- [DESCRIPTION OF THE TASK]
Locate each line in the entries below that contains the word "floor" and copy those lines.

- [RECORDED DATA]

::::::

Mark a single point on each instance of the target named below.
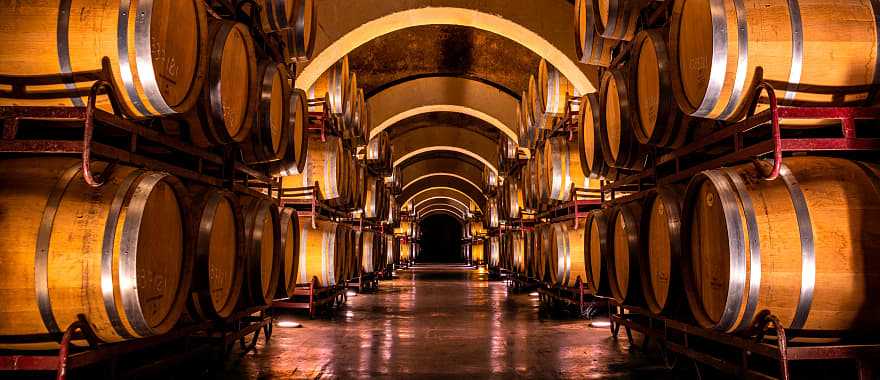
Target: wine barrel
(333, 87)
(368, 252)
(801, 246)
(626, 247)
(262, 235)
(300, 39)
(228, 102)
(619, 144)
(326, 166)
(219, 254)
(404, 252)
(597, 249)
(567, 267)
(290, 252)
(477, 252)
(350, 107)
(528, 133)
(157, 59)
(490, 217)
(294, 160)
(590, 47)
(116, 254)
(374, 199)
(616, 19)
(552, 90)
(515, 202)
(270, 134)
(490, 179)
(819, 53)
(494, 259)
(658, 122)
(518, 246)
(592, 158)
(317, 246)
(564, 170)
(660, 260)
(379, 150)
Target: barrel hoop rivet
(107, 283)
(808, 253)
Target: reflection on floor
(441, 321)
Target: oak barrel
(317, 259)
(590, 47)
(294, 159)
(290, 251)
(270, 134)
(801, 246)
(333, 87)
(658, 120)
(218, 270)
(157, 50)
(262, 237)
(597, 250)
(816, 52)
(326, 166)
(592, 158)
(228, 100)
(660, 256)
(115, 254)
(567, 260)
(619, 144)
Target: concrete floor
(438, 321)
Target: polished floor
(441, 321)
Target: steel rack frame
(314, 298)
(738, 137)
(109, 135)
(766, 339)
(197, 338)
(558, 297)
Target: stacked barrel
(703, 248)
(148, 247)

::::::

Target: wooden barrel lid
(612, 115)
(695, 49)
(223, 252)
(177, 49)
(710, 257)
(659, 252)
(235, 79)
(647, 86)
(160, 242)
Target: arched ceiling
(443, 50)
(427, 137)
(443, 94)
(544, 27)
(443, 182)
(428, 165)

::::::

- [ANSWER TO THE PROBLEM]
Target: reflection on floor
Target: concrete floor
Target: polished floor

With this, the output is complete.